[Dataset start]
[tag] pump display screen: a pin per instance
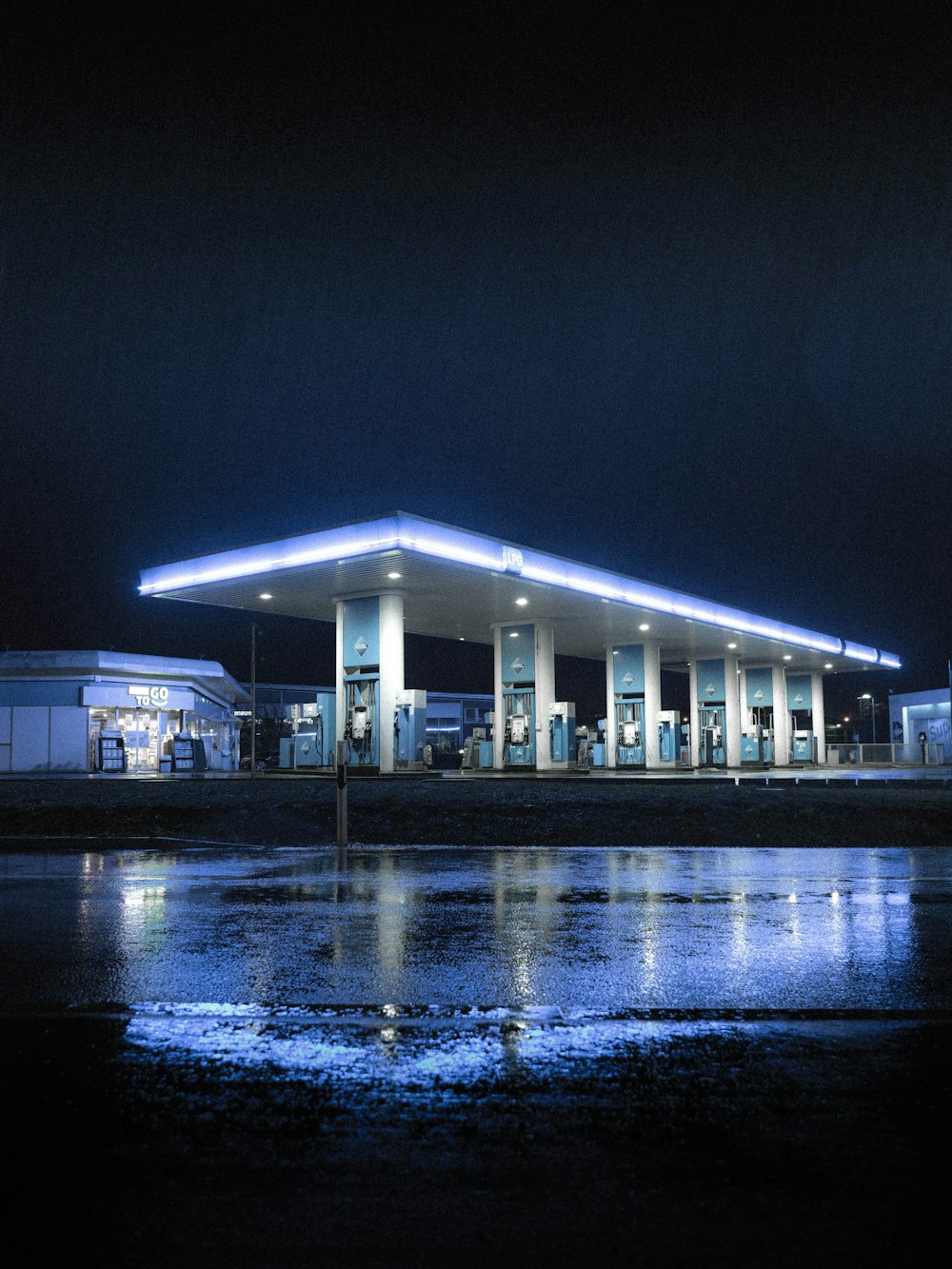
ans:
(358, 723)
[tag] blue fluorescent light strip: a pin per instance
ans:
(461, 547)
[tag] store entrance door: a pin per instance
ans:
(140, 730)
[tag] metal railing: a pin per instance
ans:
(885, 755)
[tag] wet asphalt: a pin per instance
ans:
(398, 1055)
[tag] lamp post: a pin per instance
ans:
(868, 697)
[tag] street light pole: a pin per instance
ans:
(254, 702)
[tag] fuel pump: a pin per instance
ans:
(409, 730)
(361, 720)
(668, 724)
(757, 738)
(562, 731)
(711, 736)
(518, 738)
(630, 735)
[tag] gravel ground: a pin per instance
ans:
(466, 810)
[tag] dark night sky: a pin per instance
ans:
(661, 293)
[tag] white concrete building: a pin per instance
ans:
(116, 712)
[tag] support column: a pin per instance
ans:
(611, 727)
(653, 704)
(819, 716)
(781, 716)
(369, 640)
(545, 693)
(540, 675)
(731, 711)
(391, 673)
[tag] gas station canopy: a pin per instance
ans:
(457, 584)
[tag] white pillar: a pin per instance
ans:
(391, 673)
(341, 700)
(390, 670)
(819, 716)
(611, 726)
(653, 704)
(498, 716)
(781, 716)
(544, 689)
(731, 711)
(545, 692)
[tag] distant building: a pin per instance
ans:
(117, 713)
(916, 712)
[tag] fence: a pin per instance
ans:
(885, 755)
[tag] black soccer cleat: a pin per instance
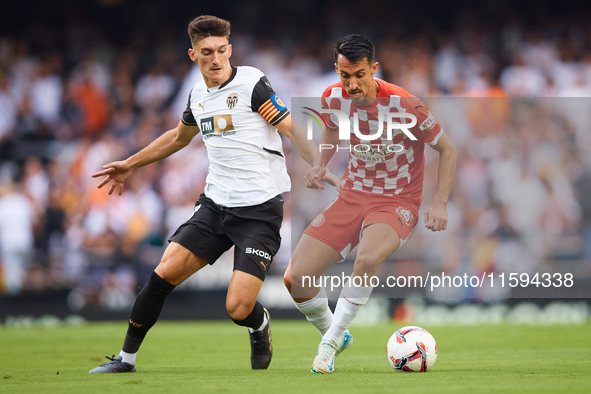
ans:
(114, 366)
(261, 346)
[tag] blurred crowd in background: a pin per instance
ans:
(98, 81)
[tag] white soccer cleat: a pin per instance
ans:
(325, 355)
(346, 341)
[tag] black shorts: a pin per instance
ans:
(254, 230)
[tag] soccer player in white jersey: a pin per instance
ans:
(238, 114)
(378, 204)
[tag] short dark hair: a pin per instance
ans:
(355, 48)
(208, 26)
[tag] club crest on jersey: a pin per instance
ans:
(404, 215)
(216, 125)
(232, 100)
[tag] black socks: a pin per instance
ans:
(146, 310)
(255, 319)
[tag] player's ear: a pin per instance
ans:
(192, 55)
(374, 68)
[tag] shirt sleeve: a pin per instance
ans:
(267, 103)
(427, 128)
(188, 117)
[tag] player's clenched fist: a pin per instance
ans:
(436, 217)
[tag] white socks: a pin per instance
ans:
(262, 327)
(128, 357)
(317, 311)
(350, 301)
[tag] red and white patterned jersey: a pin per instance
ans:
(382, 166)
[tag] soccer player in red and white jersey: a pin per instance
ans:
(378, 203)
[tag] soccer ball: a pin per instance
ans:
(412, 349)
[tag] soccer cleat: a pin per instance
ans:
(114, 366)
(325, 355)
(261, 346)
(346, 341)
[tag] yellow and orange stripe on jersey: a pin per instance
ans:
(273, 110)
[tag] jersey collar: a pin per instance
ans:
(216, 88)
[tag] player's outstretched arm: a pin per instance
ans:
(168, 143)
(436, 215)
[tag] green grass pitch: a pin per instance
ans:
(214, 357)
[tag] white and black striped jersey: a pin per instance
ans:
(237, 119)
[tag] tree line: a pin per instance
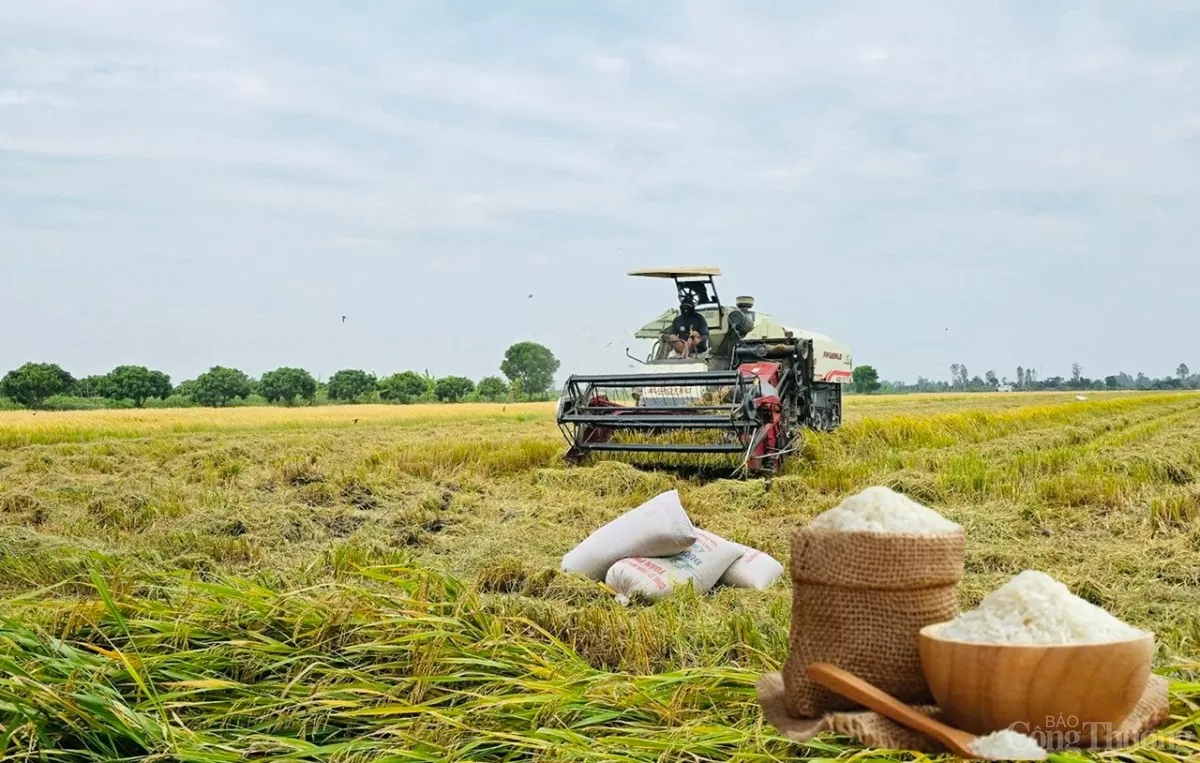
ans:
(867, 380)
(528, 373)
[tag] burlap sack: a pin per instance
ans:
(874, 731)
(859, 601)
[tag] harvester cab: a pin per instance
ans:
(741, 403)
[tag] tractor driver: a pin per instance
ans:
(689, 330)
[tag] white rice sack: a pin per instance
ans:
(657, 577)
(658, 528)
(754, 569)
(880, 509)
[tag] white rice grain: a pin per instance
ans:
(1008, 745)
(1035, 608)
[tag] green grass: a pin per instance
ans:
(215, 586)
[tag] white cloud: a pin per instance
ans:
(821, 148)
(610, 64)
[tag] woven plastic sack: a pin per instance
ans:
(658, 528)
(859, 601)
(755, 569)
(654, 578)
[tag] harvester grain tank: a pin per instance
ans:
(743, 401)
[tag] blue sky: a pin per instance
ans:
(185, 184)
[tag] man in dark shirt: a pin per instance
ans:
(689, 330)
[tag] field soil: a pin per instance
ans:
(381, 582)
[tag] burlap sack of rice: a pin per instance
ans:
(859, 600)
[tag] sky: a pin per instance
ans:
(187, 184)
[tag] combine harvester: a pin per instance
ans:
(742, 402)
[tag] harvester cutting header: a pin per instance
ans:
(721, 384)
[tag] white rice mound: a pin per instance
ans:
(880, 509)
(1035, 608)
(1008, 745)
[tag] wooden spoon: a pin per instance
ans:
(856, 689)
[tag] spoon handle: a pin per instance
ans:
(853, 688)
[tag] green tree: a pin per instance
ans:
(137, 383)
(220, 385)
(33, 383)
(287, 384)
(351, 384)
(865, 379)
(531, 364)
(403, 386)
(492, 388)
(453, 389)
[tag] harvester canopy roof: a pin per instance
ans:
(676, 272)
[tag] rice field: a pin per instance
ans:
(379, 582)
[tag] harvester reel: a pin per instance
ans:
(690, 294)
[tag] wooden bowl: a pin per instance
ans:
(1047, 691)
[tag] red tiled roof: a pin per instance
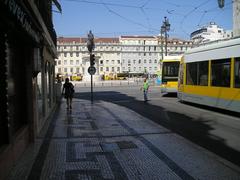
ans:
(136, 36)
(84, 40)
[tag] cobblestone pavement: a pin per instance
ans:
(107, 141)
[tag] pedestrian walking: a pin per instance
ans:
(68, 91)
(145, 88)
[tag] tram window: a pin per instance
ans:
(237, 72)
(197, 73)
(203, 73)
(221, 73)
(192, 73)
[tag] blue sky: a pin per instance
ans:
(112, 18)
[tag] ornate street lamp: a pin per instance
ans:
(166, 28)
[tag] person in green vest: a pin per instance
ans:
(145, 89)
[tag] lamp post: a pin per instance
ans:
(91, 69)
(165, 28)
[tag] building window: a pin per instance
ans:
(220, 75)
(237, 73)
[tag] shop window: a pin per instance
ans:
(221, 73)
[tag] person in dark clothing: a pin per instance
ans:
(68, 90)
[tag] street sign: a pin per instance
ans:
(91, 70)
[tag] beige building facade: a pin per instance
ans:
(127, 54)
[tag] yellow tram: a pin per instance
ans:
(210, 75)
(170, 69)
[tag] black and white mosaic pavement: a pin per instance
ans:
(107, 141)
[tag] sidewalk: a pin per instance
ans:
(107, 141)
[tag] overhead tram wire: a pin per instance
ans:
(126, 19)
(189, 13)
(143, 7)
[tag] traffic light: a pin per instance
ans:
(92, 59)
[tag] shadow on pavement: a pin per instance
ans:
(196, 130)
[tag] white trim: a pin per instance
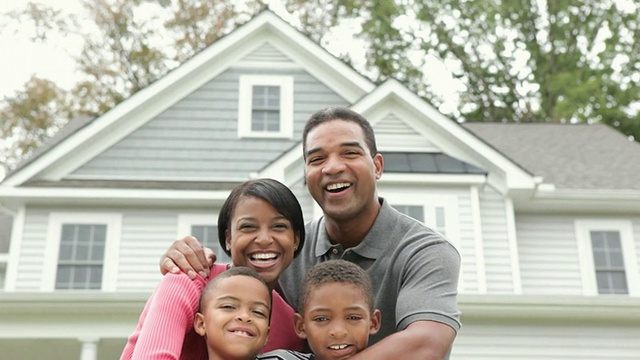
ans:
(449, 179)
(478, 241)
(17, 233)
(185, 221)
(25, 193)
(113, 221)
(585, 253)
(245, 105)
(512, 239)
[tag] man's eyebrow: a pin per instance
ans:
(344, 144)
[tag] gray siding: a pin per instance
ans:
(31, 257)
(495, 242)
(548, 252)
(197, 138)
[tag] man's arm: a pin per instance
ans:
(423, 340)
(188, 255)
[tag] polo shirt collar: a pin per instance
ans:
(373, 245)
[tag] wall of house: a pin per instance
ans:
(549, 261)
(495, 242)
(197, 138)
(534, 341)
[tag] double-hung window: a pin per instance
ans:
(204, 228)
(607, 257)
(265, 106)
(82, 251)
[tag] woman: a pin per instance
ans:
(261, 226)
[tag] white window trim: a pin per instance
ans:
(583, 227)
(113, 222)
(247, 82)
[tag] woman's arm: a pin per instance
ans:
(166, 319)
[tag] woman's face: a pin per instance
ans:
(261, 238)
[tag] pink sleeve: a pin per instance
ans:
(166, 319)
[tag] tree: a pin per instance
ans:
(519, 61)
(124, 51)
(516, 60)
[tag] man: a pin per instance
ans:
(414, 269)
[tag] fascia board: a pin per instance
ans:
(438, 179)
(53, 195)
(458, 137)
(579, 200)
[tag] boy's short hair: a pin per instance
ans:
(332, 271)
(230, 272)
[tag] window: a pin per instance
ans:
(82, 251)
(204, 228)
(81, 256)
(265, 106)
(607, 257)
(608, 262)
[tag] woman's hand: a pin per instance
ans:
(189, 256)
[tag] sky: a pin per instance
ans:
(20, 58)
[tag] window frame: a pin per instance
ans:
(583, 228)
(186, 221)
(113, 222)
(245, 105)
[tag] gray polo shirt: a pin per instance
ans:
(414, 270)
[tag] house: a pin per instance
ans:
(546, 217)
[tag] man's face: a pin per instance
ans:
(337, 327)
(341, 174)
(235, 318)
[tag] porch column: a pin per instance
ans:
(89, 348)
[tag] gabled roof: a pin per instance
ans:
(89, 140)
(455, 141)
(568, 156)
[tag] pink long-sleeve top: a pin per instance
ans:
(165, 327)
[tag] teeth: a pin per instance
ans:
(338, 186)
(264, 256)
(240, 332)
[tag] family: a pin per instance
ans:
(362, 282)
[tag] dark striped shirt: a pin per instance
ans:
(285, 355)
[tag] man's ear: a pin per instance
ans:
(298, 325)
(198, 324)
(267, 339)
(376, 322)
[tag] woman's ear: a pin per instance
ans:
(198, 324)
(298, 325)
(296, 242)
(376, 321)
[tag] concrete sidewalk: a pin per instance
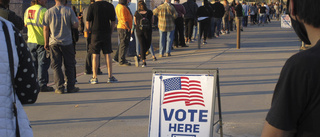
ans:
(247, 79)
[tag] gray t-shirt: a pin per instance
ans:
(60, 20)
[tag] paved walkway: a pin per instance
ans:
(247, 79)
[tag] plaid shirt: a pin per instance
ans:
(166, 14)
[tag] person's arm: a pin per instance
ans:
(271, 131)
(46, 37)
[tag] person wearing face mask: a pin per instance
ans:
[Dataset end]
• _Exercise goal_: Starting at the line that contains "[tag] person's arm: a pin per instance", render the lines through the end of the listing above as a numbered list, omitting any blank lines.

• _Written reply_:
1. [tag] person's arm: a pin per instance
2. ans:
3. (271, 131)
4. (46, 37)
5. [tag] person wearing face mask: a pin per instance
6. ans:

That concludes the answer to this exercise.